EXERCISE OBJECTIVE:
Please show each line in the rows below that contains the word "large". Match case exactly.

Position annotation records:
▼

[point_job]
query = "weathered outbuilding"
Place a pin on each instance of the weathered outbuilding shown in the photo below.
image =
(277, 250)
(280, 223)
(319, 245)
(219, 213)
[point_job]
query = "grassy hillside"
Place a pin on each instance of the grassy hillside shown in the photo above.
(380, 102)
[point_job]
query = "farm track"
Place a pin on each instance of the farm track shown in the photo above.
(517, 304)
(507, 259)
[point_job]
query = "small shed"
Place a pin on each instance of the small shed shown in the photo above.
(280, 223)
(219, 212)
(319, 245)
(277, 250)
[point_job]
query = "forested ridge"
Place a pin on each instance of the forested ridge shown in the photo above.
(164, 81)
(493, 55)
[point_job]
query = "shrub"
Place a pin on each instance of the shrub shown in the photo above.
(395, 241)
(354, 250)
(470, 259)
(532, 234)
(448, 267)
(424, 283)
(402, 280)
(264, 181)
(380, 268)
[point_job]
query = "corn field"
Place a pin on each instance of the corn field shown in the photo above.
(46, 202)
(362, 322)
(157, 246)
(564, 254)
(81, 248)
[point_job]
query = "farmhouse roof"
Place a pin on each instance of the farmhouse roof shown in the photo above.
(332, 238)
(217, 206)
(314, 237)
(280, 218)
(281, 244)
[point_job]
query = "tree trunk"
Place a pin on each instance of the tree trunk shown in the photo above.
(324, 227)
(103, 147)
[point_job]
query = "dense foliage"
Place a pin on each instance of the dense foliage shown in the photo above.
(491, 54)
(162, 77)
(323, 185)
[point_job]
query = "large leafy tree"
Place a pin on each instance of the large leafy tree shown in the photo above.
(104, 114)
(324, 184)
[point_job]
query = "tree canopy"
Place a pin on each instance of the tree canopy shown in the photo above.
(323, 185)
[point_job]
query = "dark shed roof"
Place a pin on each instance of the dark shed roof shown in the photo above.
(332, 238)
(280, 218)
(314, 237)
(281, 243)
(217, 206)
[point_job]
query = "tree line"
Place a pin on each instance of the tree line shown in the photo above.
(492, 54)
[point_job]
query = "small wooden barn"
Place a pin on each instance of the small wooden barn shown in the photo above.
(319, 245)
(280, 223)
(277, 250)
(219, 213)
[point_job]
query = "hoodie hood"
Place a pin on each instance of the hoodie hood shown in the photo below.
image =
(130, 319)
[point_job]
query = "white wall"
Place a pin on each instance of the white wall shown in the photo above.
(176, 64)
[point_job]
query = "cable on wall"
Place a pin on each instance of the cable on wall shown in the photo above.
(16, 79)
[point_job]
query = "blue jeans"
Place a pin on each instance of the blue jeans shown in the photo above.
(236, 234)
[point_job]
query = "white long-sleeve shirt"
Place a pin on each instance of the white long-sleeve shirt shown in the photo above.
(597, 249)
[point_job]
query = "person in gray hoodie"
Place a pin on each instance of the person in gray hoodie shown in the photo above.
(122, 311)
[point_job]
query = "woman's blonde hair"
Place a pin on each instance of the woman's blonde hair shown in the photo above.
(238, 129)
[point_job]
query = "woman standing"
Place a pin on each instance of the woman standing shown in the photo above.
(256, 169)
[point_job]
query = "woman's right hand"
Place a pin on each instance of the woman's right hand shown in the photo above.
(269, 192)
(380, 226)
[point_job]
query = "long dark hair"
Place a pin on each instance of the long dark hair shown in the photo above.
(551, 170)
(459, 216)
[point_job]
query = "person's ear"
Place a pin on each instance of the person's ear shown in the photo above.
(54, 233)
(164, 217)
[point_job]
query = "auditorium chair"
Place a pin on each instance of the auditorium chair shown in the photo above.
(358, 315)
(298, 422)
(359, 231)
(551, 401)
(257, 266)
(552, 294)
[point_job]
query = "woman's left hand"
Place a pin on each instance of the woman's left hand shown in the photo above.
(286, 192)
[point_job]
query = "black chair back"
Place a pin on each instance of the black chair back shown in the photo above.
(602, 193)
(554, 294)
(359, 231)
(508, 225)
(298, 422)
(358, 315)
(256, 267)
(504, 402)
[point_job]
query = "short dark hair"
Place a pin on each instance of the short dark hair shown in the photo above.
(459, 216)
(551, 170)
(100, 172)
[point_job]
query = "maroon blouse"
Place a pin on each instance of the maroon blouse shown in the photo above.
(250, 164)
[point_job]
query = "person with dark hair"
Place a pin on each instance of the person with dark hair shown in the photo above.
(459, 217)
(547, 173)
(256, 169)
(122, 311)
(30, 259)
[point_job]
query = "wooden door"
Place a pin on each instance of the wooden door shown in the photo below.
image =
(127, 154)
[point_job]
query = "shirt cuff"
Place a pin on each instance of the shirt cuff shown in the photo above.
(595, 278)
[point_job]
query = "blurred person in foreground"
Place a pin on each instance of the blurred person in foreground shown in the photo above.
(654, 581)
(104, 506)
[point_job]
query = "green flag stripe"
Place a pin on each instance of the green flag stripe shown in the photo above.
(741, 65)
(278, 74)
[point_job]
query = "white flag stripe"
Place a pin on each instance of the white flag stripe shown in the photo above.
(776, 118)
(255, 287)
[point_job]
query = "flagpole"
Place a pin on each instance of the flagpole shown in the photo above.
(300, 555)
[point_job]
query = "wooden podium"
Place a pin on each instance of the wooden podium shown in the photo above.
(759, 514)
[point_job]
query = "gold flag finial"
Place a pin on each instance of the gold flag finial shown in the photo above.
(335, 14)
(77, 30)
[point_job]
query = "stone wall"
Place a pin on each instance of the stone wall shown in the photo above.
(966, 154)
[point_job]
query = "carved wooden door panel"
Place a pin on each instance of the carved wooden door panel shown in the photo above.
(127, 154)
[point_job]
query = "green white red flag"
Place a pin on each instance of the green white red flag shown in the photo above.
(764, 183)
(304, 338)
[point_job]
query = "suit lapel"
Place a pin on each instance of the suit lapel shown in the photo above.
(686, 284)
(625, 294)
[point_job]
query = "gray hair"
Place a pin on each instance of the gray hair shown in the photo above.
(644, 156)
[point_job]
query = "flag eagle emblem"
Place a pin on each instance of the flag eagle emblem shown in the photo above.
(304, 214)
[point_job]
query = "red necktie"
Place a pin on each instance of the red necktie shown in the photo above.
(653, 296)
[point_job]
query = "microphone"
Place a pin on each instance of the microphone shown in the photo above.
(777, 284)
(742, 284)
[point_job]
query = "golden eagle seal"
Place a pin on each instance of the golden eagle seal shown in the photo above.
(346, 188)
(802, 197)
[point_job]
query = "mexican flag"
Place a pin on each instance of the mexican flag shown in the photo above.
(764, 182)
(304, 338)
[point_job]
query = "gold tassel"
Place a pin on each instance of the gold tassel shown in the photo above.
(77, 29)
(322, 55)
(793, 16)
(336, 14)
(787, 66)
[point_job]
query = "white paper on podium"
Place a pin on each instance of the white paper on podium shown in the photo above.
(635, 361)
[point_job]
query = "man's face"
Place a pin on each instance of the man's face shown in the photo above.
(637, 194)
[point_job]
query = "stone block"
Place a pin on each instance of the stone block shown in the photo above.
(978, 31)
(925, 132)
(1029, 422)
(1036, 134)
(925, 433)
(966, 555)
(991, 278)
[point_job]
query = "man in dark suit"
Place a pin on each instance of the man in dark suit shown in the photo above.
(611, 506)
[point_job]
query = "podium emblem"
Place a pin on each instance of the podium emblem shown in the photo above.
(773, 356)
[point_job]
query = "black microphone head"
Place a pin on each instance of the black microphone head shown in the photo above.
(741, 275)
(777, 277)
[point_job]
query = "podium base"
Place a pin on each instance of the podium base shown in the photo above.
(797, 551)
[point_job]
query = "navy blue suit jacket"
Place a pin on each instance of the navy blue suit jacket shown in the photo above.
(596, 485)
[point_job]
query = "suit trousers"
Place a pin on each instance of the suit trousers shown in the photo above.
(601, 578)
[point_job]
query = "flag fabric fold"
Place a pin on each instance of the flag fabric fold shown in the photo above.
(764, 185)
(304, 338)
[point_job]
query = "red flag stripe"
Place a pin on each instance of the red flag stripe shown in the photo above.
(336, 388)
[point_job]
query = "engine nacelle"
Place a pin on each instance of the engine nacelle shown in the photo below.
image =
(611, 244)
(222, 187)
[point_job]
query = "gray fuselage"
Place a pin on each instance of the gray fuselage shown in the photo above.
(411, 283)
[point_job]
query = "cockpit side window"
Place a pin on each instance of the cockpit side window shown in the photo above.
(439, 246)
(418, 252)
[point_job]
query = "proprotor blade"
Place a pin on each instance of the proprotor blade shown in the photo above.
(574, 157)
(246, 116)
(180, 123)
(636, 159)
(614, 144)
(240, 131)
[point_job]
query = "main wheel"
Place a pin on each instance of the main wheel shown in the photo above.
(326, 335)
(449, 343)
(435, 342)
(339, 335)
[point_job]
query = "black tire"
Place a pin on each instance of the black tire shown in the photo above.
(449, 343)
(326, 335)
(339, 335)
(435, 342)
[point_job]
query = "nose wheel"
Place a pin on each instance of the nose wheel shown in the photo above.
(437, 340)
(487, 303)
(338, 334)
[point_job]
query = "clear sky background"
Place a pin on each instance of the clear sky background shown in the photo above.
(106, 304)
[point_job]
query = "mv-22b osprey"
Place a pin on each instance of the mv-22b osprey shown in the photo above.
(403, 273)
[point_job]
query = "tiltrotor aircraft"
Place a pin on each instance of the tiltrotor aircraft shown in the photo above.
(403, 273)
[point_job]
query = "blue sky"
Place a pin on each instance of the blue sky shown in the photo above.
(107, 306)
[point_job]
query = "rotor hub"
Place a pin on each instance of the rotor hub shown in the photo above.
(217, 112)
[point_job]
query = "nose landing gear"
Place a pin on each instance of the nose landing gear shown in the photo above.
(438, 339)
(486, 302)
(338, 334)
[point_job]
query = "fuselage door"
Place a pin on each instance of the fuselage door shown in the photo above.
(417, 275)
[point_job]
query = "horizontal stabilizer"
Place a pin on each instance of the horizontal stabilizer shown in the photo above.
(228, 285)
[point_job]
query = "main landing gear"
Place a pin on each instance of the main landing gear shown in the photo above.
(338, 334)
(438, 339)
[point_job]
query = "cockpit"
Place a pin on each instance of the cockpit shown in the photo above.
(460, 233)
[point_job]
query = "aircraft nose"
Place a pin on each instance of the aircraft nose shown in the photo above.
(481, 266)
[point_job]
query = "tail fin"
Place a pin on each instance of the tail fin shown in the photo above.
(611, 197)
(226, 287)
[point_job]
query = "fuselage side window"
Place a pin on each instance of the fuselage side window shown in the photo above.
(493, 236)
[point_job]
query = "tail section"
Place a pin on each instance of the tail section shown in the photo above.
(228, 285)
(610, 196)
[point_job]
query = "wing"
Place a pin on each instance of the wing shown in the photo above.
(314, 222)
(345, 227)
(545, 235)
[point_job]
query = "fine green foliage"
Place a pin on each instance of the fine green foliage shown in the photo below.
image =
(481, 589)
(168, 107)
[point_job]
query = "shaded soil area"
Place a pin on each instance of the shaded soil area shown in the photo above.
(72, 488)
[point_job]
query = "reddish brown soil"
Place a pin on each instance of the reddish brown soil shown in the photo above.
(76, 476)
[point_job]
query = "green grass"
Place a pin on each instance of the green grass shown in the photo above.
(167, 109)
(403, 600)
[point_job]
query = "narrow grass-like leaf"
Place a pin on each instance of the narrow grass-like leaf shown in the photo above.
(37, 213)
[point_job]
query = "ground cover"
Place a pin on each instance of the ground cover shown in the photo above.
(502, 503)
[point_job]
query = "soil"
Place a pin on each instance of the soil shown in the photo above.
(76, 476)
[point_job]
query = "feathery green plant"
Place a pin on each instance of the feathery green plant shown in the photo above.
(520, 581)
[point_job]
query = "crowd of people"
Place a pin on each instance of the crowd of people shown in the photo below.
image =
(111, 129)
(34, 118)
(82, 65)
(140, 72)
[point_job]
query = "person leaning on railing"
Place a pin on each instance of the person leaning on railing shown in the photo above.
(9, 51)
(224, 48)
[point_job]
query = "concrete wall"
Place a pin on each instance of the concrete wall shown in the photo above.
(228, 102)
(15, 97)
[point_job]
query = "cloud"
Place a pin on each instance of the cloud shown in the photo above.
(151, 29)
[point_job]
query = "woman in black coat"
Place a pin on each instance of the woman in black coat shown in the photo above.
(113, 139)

▲

SOLUTION FOR THIS TASK:
query = "large leafy tree"
Place a pin on each instance of the large leafy tree shown in the photo above.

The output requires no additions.